[Texte à lire]

──────────

Quel a été votre parcours ensuite ?

Une fois diplômée, en 1998, j’ai fait ma rentrée à l’Institut pratique de journalisme, à Paris. Dans ce cadre, j’ai effectué mon stage d’été au Dauphiné Libéré, mais cette fois au siège, à Veurey. Puis, à la rentrée 2000, j’ai intégré la rédaction du Figaro Eco. Pendant quatre ans, j’ai réalisé des interviews et rédigé des portraits de chefs d’entreprise pour la rubrique « Décideurs », une expérience formatrice bien que loin de mes aspirations initiales. Également passionnée de photo depuis l’adolescence, j’ai pris un congé formation pour faire une école de photo en 2003-4. Dans la foulée, j’ai quitté Le Figaro et commencé ma vie de free lance, un pied dans l’écrit et un autre dans l’image, en essayant de concilier mes multiples envies et centres d’intérêt ! Aujourd’hui, je continue à piger, plutôt pour des supports professionnels ou institutionnels, mais j’assure aussi des missions de relecture-réécriture. En parallèle, je poursuis des projets photographiques personnels, et j’anime des ateliers de pratique artistique et d’éducation à l’image. Je suis également membre d’un collectif artistique pluridisciplinaire, Tramages, et d’une chorale féministe et queer autogérée, Flying MINT.

──────────

[Données]
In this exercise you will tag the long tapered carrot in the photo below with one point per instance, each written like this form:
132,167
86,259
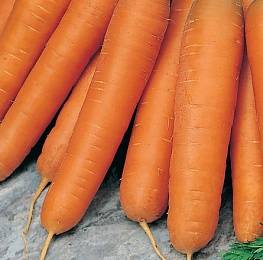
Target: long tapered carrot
56,144
78,36
6,6
254,37
246,160
206,90
246,164
144,183
24,37
127,58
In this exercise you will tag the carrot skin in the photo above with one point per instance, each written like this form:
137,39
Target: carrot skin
246,160
210,60
57,70
254,37
28,28
6,7
144,183
132,41
246,163
57,141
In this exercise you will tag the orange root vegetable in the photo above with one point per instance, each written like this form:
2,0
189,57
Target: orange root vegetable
246,4
24,37
206,90
127,58
6,7
144,184
247,164
246,160
57,141
254,38
78,36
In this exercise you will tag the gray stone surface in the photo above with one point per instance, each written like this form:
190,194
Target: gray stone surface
104,233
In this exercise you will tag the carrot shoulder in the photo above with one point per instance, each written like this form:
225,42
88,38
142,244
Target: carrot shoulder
246,163
56,143
76,39
127,58
144,183
211,54
24,37
254,37
6,7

──────────

[Exercices à faire]
(a) Répondez à ces questions sur le parcours professionnel raconté dans le texte à lire :
(i) Dans quelle ville se trouve le siège du Dauphiné Libéré où le stage d'été a été effectué ?
(ii) Pour quelle rubrique du Figaro Eco les portraits de chefs d'entreprise étaient-ils rédigés ?
(iii) Quel est le nom de la chorale citée à la fin ?
(b) Prolongez le récit de ce parcours professionnel entre journalisme et photographie en reprenant juste après sa dernière phrase.

[Réponses]
(a)
(i) Veurey
(ii) « Décideurs »
(iii) Flying MINT

(b)
Vous venez de publier « Le Portrait de presse au prisme des dominations », co-écrit avec Marie Docher et Ingrid Milhaud. Comment est né et s’est développé ce projet ?

Ma prise de conscience féministe a été progressive, et ce sont aussi des expériences et des rencontres dans le milieu de la photographie qui l’ont consolidée, et m’ont amenée à rejoindre un autre collectif, La Part des Femmes, engagé pour une plus grande pluralité des regards dans ce domaine, autour de la photographe et activiste Marie Docher. Celle-ci, depuis quelques années déjà, comptait le nombre de femmes représentées dans les grandes expositions et institutions du secteur. Notre premier coup d’éclat, en 2018, a été d’interpeller dans une lettre ouverte le directeur des Rencontres d’Arles, un des plus prestigieux festivals de photo au monde, au sujet de la faible proportion d’artistes femmes (20%) exposées. Résultat : l’année d’après et celles qui suivront, la programmation deviendra quasi-paritaire et plus ouverte à des catégories minorisées.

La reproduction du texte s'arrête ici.